• Extract to read:
From Publishers Weekly

Carter offers a cheeky look at the relationship between biographer and subject in his sly debut novel about an unconventional, egotistical author who takes on a Howard Hughes book project and finds himself identifying with his bizarre subject as his own existence begins to crumble in a disturbingly similar fashion. Aldon Reece is the biographer whose agent talks him into doing a book about Hughes, modeled after Reece's unconventional portrait of Herman Melville in Melville and the Whale, an offbeat unexpected bestseller. In his introduction, Reece offers some snide comments about being snubbed for a significant book award, then launches into his account of Hughes's life, using the same strange format he employed with the Melville bio. An odd, ponderous collection of (mostly fictional) quotes by and about Hughes is followed by an extended chapter on Hughes's relationships with the likes of Ava Gardner and Katharine Hepburn as well as his marriage to Jean Peters. As Reece transcribes his own interviews with earlier biographers, revelations begin to surface that betray his arrogant sense of superiority and then a Hughes-like penchant for paranoia when he is faced with setbacks. Carter does a nice job of contrasting Reece's neuroses with the over-the-top Hughes material, which focuses mostly on the early years when Hughes established himself as an aviation mogul before his various eccentricities surfaced. The author deserves credit for developing an unconventional conceit that seems quite limited on the surface, turning this into an unusual, entertaining commentary on the nature of celebrity and creating a dizzying hall-of-mirrors effect with its double portrait.

• Source material:
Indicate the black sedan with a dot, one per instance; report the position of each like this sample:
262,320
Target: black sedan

• Task requirements:
List every woman the book review names in connection with Howard Hughes's relationships. The material has no connection to the book review.

• Solved exercise:
Ava Gardner, Katharine Hepburn, Jean Peters